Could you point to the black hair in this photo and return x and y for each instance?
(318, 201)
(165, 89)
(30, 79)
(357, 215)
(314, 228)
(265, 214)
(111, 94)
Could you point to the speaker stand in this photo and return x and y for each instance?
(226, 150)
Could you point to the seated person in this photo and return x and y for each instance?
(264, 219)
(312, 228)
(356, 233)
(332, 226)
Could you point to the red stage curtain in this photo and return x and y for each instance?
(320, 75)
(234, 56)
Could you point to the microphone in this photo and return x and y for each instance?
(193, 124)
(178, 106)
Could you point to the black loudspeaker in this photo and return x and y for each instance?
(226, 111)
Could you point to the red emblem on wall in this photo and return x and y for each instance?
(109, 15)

--------------------

Problem to solve => Print the entire listing above once more, with nothing changed.

Written solution =>
Could you point to the black hair in this photo and return x and y for each instance?
(318, 201)
(165, 89)
(30, 79)
(357, 215)
(314, 228)
(265, 214)
(111, 94)
Could you point to the speaker stand in this photo and return x and y for each instance?
(226, 150)
Could you point to the seated person in this photo and return x and y for each instance?
(264, 219)
(312, 228)
(356, 233)
(332, 226)
Could you point to the red stage curtain in this photo and return x and y for each instance?
(320, 75)
(234, 56)
Could you point to the microphone in this photo and return x and y for each instance?
(193, 124)
(178, 106)
Could you point to the black loudspeaker in this photo and return x and y for each instance?
(226, 111)
Could you point to the red emblem on wall in this photo and return x and y for each instance?
(109, 15)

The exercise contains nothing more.